WORK INSTRUCTIONS >>
Transcribe every entry exactly, with nothing added or left out.
:::::
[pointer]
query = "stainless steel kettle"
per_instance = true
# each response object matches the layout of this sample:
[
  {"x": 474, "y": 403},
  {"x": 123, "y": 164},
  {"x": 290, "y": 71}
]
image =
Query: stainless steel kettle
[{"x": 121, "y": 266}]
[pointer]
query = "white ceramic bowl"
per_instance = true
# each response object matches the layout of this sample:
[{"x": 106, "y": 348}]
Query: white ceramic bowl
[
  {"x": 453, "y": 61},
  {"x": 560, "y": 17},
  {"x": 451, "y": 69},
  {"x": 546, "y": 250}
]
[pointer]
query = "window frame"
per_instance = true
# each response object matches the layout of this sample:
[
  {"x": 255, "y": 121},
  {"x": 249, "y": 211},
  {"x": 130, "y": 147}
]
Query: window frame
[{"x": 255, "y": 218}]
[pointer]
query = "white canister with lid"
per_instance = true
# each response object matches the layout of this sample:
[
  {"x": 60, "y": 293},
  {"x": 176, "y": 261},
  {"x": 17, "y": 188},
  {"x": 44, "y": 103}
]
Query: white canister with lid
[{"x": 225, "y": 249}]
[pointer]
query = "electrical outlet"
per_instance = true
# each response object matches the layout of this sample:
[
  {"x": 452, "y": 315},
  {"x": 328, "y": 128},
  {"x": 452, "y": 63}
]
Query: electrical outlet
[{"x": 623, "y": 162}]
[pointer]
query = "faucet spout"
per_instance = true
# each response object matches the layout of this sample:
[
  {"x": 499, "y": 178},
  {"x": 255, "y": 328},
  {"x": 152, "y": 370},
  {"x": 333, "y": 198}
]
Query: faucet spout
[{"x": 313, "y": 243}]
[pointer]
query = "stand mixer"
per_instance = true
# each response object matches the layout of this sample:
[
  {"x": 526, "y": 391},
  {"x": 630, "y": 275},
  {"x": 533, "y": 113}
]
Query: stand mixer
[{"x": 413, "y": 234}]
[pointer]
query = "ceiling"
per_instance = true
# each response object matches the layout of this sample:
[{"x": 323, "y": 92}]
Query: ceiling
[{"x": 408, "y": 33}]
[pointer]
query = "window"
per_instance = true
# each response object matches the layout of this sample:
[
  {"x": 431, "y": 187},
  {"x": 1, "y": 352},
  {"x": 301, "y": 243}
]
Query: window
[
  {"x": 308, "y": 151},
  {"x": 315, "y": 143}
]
:::::
REPLY >>
[pointer]
query = "stainless steel kettle"
per_instance = true
# each response object matches the layout of this sample:
[
  {"x": 474, "y": 403},
  {"x": 123, "y": 164},
  {"x": 290, "y": 71}
]
image =
Query: stainless steel kettle
[{"x": 121, "y": 266}]
[pointer]
query = "white ceramic bowl"
per_instance = true
# each response object matches the layout of this sample:
[{"x": 106, "y": 348}]
Query: white ceramic bowl
[
  {"x": 453, "y": 61},
  {"x": 560, "y": 17},
  {"x": 451, "y": 69},
  {"x": 546, "y": 250}
]
[pointer]
query = "window frame"
per_instance = true
# each response object matches the layout of this sample:
[
  {"x": 255, "y": 121},
  {"x": 249, "y": 211},
  {"x": 130, "y": 147}
]
Query: window frame
[{"x": 255, "y": 218}]
[pointer]
query = "white canister with lid"
per_instance = true
# each response object matches the layout of this sample:
[
  {"x": 60, "y": 293},
  {"x": 176, "y": 261},
  {"x": 17, "y": 188},
  {"x": 44, "y": 103}
]
Query: white canister with lid
[{"x": 225, "y": 249}]
[pointer]
query = "electrical outlet"
per_instance = true
# each response object matches the layout of this sample:
[
  {"x": 452, "y": 315},
  {"x": 328, "y": 128},
  {"x": 452, "y": 63}
]
Query: electrical outlet
[{"x": 623, "y": 162}]
[pointer]
query = "faucet spout"
per_instance = true
# each response object matches the layout of this sample:
[
  {"x": 499, "y": 178},
  {"x": 255, "y": 328},
  {"x": 152, "y": 370},
  {"x": 333, "y": 198}
]
Query: faucet spout
[{"x": 313, "y": 243}]
[pointer]
query = "stand mixer"
per_instance = true
# each response object matches the layout of this sample:
[
  {"x": 526, "y": 391},
  {"x": 630, "y": 275},
  {"x": 533, "y": 113}
]
Query: stand mixer
[{"x": 413, "y": 234}]
[pointer]
query = "ceiling"
per_instance = true
# each response object matches the layout of this sample:
[{"x": 323, "y": 92}]
Query: ceiling
[{"x": 408, "y": 33}]
[pointer]
query = "window"
per_instance = true
# each response object matches the layout of this sample:
[
  {"x": 431, "y": 187},
  {"x": 1, "y": 352},
  {"x": 301, "y": 243}
]
Query: window
[
  {"x": 308, "y": 151},
  {"x": 315, "y": 143}
]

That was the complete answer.